Data section
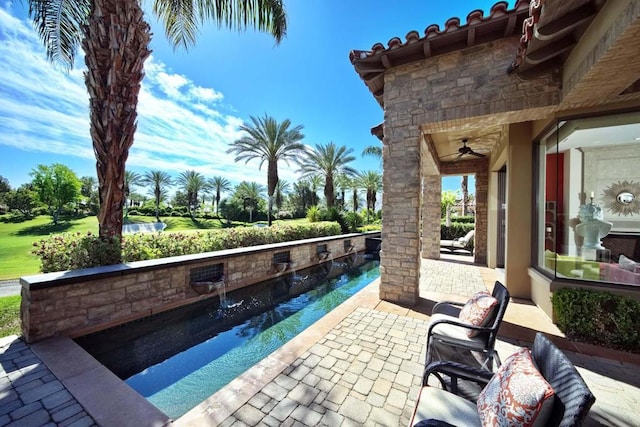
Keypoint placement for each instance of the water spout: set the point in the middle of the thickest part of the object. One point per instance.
(221, 287)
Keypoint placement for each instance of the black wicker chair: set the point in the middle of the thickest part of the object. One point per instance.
(571, 404)
(447, 335)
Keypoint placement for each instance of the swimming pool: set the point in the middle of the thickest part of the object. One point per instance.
(179, 358)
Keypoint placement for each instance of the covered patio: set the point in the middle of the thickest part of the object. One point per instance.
(359, 365)
(477, 97)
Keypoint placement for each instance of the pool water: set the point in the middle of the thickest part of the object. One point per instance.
(178, 359)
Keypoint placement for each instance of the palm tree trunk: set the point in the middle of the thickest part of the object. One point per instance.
(465, 194)
(272, 181)
(328, 191)
(116, 44)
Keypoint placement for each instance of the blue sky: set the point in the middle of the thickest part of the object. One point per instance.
(192, 102)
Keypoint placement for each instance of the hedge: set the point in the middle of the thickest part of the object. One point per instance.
(598, 317)
(73, 251)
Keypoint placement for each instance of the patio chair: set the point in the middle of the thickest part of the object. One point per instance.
(567, 404)
(459, 244)
(450, 337)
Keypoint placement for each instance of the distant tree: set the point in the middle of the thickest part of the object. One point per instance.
(315, 182)
(4, 188)
(158, 181)
(464, 185)
(192, 183)
(371, 181)
(355, 198)
(23, 199)
(328, 161)
(268, 141)
(89, 193)
(180, 199)
(372, 150)
(55, 185)
(300, 198)
(116, 38)
(281, 189)
(448, 199)
(343, 183)
(251, 193)
(219, 184)
(131, 179)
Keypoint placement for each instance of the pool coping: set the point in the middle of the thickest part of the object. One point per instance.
(110, 401)
(105, 397)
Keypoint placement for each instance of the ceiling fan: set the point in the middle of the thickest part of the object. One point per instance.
(464, 150)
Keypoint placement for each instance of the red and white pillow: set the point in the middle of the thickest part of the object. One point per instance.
(478, 310)
(516, 395)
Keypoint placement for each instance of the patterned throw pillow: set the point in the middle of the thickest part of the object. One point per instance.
(627, 263)
(517, 395)
(478, 310)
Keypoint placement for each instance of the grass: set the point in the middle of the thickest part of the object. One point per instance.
(10, 316)
(17, 236)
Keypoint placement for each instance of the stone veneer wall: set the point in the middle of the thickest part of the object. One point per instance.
(453, 92)
(79, 302)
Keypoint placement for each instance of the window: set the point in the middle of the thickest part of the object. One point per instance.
(589, 197)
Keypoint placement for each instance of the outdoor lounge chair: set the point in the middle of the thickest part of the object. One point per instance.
(567, 405)
(461, 243)
(448, 335)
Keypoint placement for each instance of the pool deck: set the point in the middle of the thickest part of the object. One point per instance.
(359, 365)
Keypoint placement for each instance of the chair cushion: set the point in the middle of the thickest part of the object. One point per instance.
(455, 333)
(627, 263)
(517, 394)
(478, 310)
(436, 404)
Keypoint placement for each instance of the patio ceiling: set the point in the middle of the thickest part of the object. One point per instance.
(482, 141)
(549, 30)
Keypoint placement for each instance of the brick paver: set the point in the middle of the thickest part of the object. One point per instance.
(355, 392)
(30, 395)
(365, 371)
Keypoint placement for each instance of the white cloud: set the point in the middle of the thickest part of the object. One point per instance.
(181, 125)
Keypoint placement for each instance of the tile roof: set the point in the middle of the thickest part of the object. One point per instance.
(499, 23)
(548, 29)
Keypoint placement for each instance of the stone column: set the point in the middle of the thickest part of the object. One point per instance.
(400, 255)
(432, 202)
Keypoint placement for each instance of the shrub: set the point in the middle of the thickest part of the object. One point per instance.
(457, 229)
(313, 214)
(598, 317)
(75, 251)
(353, 220)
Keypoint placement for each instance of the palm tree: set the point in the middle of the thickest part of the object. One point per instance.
(281, 188)
(343, 183)
(159, 180)
(115, 39)
(328, 161)
(219, 184)
(315, 182)
(268, 141)
(131, 179)
(372, 150)
(465, 193)
(372, 182)
(250, 193)
(355, 198)
(192, 183)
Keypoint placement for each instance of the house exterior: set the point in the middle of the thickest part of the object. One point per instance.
(541, 102)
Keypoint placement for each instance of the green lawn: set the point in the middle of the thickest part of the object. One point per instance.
(18, 236)
(10, 316)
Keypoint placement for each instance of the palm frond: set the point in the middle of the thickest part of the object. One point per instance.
(60, 24)
(181, 18)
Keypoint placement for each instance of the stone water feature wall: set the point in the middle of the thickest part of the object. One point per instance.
(75, 303)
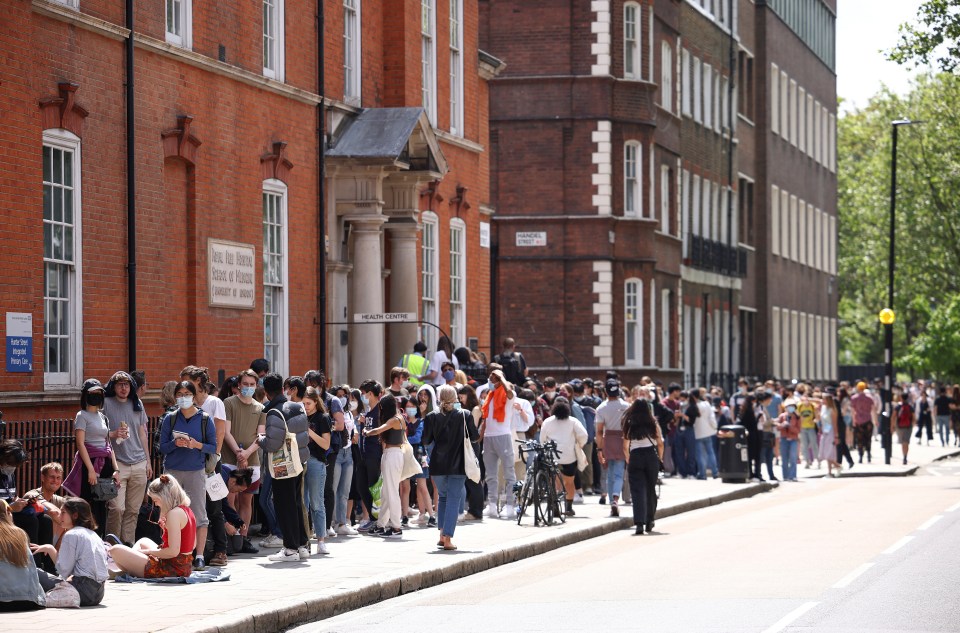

Work task
Each entry is to be given again exactly as it stands, with its pictures removed.

Worked solution
Keypoint placement for each instance of the water spout: set the point in the middle of the thickest part of the object. One point per instance.
(221, 287)
Keypoint placement for each instance of the black wicker chair: set the point in the middle of the thickest part of the object. One point per instance.
(571, 404)
(447, 335)
Keypoint placement for each instance of the swimming pool: set the point in the middle of the thickest part of the object. One point per instance.
(179, 358)
Keypoint placement for each instance of the covered patio: set the point in the middle of the thickest part of the object. One point per instance.
(359, 365)
(477, 97)
Keypoint placement for each instance of the pool water: set the point in the middle of the thickest part of the object. One point per instance.
(178, 359)
Keypoint placement for each instance of the palm tree trunk: set the point in the middle of the thickest part of the object. One point per instance.
(465, 194)
(272, 181)
(328, 191)
(116, 44)
Keypoint placement for each instance of the blue sky: set the point in the middle of the thickest part of the object. One point per instance.
(192, 102)
Keypoint placement for each instance of the hedge: set the point in the middle of the thickest part of the object. One point per instance.
(598, 317)
(73, 251)
Keypoint placement for each instance of the patio chair: set the point in the middle of the thickest part of the object. One point per instance.
(567, 404)
(459, 244)
(450, 337)
Keypoint placement for each instance of the distant tree: set the point in the middle of the thickest part of the object. One point per instance.
(315, 182)
(4, 188)
(158, 181)
(464, 185)
(192, 183)
(371, 181)
(355, 198)
(23, 199)
(328, 161)
(268, 141)
(89, 193)
(180, 199)
(372, 150)
(55, 185)
(300, 198)
(116, 38)
(281, 189)
(448, 199)
(343, 183)
(251, 193)
(219, 184)
(131, 179)
Keypoint placement for each instance of the pool coping: set the point in the middle of the thickest part of the object. One point per instance.
(110, 401)
(105, 397)
Keypoint placement for each instance of the ceiling fan: set the point in the middle of the thickest part of the object. One point per instance.
(464, 150)
Keypoint placement for each instance of the red and white pillow: set the point in the middle of the thickest part of the object. One point per instance.
(478, 310)
(516, 395)
Keypoint placement for each instance of the patterned throw pillow: set the point in the middle of the thickest part of the object. One point per instance.
(627, 263)
(517, 395)
(478, 310)
Keypoint placement for each instance of the grass: set the point in the middle of the thickest part of the object. One point per instance.
(10, 316)
(17, 236)
Keypoint placement for each instance of the stone veneer wall: set the point in the middle of the thickest part of the object. One point per instance.
(453, 92)
(79, 302)
Keypoint placement for each instance of the window: set the point in the middle of the thickest part of the object. One point per instance.
(589, 197)
Keypoint placement for each instance of the outdoor lounge chair: set the point in the middle of the thickest part of the object. One point per instance.
(567, 405)
(461, 243)
(448, 335)
Keypoint placement for each instance of the pool deck: set the point in the middle of the thickest part of the object. One point per instance.
(359, 365)
Keypoint placement for each instance of the chair cushion: set the point in the middle of the thickest part of the object. One point per instance.
(455, 333)
(627, 263)
(517, 394)
(478, 310)
(436, 404)
Keypoint placement for each instance of the patio ceiling: set the point in the middle of the thickest part of the object. One point per instance.
(482, 141)
(549, 30)
Keypoint placement for each instance of the brick paver: set the point in the middle of the thickest part of the object. One point per instance.
(355, 392)
(30, 395)
(365, 371)
Keypoint placement for each instance of the white cloud: set the point in the middle of the thickest part of the object. One point per instance.
(181, 125)
Keypoint placement for each instance of the tile roof: set the point in the middle of the thickest part of the object. One point per instance.
(499, 23)
(548, 29)
Keypoint placement for each instance of the stone column: set the point in the middle of the thickest part of the object. One point per instance.
(400, 255)
(432, 202)
Keypoint placement for each instance of the shrub: set the point in the middle of the thickest part of the object. One point per instance.
(457, 229)
(313, 214)
(598, 317)
(75, 251)
(353, 220)
Keypoint placement for each instance of the palm tree: set the point in the middle of the thickest part of the object. One point per instance.
(281, 188)
(343, 183)
(159, 180)
(115, 39)
(328, 161)
(219, 184)
(315, 182)
(268, 141)
(131, 179)
(372, 150)
(465, 193)
(372, 182)
(250, 193)
(355, 198)
(192, 183)
Keypoint placement for each instance of the house exterior: set the point in the middle of the thickest part of the object. One point per instance.
(541, 102)
Keypoint placement for each instance of the green lawn: set the point in the middle of the thickest part of the object. One point per instance.
(18, 236)
(10, 316)
Keypoint placement for each instance of the palm frond: set the point in the middle of the thickest part of the object. One point per instance.
(60, 24)
(181, 18)
Keypoint placement for each instance of the stone water feature wall: set the point in the middle of the thickest part of the object. One point per instance.
(75, 303)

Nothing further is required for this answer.